— WHAT THE EXERCISE ASKS —
Could you arrange the stretch of the records below, from their start through the line containing "[99,178,246,267]", as a numbered list with blank lines left out?

— THE DATA —
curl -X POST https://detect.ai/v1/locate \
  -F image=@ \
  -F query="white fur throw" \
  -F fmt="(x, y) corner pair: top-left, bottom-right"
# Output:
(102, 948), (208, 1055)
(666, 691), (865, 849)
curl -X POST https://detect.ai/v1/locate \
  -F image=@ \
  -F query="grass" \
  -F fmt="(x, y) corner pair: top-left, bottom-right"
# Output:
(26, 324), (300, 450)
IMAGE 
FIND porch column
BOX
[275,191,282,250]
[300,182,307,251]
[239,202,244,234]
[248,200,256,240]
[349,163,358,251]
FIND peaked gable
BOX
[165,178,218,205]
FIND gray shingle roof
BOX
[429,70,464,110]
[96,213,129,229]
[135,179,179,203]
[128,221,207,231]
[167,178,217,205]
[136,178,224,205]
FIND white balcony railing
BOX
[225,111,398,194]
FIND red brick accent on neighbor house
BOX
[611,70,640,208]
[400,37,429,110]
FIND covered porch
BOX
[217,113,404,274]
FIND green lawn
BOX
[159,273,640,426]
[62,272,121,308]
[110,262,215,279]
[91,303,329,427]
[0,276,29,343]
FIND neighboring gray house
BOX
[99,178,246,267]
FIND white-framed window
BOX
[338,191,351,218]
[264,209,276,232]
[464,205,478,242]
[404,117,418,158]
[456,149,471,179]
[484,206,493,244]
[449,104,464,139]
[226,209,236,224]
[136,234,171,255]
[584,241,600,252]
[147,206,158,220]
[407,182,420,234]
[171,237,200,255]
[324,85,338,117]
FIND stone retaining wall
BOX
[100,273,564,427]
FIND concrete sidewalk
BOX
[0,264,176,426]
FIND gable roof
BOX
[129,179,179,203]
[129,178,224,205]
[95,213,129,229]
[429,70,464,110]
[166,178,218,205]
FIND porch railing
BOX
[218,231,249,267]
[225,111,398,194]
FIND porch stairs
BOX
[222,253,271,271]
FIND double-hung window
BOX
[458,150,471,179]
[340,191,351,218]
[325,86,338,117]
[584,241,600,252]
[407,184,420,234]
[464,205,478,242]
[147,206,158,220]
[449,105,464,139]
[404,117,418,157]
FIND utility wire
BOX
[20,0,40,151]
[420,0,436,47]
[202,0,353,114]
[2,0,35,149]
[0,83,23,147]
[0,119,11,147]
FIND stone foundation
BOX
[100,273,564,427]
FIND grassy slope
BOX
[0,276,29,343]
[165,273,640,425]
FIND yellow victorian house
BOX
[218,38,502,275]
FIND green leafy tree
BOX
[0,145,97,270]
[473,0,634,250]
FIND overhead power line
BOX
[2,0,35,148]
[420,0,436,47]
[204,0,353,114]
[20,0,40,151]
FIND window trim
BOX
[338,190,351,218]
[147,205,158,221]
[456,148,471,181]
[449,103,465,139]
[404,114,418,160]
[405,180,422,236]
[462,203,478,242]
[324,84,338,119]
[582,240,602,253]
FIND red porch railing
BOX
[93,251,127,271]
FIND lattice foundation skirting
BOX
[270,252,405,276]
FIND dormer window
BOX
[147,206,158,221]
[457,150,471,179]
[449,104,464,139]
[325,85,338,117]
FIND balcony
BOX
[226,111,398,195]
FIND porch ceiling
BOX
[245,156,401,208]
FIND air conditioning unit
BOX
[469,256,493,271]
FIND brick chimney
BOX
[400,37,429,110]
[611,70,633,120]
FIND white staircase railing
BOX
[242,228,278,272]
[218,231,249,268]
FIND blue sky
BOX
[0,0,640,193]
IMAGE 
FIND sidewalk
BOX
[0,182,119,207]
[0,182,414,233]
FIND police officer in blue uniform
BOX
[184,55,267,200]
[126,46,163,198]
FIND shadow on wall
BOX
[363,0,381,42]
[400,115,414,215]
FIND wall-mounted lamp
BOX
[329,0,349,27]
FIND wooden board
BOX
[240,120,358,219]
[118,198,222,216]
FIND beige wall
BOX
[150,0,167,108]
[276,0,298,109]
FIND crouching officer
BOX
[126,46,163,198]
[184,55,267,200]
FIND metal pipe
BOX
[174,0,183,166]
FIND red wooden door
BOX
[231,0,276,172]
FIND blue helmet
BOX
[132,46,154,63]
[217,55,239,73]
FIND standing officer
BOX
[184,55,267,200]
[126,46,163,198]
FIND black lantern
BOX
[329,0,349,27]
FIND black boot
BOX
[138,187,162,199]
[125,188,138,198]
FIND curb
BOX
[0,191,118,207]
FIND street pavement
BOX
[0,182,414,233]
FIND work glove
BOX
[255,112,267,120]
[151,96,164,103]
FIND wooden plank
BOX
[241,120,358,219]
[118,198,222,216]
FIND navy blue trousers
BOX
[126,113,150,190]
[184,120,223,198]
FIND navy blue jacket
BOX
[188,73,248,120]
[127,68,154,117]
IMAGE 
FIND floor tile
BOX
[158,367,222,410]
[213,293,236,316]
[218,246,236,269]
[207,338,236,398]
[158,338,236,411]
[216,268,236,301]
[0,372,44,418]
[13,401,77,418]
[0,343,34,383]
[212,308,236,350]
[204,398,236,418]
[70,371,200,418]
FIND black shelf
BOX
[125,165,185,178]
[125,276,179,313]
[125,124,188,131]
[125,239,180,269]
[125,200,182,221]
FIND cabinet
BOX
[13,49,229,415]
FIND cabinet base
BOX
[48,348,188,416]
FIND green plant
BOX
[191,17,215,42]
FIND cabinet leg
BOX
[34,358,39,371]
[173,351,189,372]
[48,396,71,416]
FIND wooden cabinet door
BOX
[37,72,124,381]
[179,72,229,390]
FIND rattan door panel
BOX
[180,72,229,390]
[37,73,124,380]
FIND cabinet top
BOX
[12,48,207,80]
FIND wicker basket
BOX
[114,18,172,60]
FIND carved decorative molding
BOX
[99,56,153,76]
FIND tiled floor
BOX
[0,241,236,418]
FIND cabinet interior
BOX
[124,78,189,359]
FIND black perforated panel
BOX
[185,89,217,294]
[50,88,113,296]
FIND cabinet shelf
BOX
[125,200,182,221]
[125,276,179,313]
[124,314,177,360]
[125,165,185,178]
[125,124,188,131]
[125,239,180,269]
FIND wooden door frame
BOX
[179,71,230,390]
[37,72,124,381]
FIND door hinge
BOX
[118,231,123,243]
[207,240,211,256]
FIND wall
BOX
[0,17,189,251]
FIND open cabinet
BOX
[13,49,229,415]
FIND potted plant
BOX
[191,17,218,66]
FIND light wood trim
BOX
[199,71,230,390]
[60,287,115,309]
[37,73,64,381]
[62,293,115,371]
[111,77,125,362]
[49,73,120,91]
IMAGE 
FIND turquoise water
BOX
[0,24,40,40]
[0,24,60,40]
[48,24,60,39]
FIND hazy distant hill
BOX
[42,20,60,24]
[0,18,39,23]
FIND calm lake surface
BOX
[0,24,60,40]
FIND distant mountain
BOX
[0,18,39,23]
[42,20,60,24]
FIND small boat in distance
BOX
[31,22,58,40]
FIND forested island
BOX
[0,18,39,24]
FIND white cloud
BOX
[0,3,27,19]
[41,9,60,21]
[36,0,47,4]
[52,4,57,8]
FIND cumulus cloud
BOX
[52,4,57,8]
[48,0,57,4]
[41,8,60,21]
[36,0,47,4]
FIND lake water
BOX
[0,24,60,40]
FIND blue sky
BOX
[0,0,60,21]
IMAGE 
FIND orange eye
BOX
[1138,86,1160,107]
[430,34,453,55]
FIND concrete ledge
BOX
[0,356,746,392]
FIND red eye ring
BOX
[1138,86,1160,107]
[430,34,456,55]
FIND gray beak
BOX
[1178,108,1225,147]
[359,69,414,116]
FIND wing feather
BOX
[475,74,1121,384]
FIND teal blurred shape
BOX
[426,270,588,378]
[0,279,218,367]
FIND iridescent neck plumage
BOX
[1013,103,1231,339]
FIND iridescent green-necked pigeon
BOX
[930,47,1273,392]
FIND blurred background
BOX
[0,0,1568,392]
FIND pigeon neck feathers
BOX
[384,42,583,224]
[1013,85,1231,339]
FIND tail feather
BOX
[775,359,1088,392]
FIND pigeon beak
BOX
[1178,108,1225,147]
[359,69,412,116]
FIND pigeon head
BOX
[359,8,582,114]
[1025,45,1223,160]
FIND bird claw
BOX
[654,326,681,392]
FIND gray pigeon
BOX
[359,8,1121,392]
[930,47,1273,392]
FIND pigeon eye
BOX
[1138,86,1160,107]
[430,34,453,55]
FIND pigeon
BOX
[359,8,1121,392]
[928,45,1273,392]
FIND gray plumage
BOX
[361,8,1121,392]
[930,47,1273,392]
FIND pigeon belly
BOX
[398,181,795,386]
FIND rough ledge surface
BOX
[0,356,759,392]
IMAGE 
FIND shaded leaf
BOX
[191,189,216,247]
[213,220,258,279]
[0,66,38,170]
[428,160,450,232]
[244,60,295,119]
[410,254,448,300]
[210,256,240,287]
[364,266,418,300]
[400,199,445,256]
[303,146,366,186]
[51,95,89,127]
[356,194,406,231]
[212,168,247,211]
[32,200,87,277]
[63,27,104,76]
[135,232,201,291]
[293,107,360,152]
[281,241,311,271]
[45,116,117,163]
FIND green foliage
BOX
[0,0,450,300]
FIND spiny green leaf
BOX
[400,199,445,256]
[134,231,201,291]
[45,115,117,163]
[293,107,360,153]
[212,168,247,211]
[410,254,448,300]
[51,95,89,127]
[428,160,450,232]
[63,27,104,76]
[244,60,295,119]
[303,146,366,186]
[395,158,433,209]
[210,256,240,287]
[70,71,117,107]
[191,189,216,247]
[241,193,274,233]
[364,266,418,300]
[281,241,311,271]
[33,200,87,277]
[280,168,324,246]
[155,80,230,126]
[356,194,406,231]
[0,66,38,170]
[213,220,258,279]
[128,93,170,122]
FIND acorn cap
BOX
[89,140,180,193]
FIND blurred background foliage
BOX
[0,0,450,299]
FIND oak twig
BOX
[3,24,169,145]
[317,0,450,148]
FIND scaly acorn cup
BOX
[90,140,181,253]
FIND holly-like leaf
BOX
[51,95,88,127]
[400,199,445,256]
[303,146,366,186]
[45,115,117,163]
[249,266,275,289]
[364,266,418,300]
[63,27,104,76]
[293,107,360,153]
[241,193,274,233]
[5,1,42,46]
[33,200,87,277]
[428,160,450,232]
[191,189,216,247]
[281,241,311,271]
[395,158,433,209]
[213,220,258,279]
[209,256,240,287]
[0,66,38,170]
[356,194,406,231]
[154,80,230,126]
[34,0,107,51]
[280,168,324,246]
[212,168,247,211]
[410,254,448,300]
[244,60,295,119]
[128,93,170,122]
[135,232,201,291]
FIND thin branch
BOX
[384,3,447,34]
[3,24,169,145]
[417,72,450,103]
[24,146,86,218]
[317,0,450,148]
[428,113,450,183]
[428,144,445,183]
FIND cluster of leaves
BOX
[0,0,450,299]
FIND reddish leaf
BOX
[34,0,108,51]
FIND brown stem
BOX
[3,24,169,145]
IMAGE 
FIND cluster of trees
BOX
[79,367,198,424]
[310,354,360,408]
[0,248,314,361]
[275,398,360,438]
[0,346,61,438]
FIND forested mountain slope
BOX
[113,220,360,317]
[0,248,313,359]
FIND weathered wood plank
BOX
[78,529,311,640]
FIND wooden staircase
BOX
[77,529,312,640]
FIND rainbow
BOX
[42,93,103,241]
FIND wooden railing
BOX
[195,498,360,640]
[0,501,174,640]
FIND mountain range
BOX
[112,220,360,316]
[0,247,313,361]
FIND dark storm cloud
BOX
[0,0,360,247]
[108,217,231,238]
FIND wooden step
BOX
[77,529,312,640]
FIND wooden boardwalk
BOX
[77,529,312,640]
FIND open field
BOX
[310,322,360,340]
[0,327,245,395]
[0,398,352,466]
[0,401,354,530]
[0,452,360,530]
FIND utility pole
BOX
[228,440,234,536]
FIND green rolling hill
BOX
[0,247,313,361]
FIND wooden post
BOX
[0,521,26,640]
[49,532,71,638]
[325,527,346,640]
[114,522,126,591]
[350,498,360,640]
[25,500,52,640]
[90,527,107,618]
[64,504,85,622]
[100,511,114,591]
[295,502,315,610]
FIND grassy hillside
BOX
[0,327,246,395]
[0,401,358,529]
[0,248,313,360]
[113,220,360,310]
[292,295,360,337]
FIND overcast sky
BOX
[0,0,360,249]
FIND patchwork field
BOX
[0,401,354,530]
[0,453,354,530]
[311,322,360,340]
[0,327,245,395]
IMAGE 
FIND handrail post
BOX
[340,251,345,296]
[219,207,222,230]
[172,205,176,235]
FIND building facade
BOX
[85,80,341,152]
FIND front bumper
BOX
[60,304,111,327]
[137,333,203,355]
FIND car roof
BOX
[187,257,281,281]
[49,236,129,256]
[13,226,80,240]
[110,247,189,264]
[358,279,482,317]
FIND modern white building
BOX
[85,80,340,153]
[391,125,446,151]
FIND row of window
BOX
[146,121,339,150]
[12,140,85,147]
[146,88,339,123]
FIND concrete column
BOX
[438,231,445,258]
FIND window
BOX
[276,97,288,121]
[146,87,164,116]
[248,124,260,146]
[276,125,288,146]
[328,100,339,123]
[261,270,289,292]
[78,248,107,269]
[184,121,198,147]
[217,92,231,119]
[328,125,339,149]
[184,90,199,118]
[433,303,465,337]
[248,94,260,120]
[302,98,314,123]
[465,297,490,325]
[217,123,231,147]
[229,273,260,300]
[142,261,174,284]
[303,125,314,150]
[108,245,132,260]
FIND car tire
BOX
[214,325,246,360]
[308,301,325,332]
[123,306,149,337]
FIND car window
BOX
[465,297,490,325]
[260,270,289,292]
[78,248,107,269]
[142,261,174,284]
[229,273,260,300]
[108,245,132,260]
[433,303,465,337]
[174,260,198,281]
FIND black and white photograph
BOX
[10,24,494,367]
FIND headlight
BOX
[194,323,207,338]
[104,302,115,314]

— FINAL ANSWER —
1. curl -X POST https://detect.ai/v1/locate \
2.   -F image=@ \
3.   -F query="white fur throw" \
4.   -F fmt="(x, y) corner pair: top-left, bottom-right"
5. # Output:
6. (102, 948), (208, 1055)
7. (666, 691), (865, 849)
8. curl -X POST https://detect.ai/v1/locate \
9.   -F image=@ \
10.   -F query="grass" \
11.   -F fmt="(x, y) corner pair: top-left, bottom-right"
12. # Output:
13. (26, 324), (300, 450)
14. IMAGE 
15. FIND porch column
16. BOX
17. [275,191,282,250]
18. [300,182,307,251]
19. [239,202,244,234]
20. [248,200,256,240]
21. [349,163,358,251]
22. FIND peaked gable
23. BOX
24. [165,178,218,205]
25. FIND gray shingle roof
26. BOX
27. [429,70,464,110]
28. [96,213,129,229]
29. [135,179,179,203]
30. [128,221,207,231]
31. [167,178,217,205]
32. [136,178,224,205]
33. FIND white balcony railing
34. BOX
35. [225,111,398,194]
36. FIND red brick accent on neighbor house
37. BOX
38. [611,70,640,208]
39. [400,37,429,110]
40. FIND covered porch
41. BOX
42. [217,113,404,274]
43. FIND green lawn
44. BOX
45. [159,273,640,426]
46. [62,272,121,308]
47. [110,262,215,279]
48. [91,303,329,427]
49. [0,276,29,343]
50. FIND neighboring gray house
51. BOX
52. [99,178,246,267]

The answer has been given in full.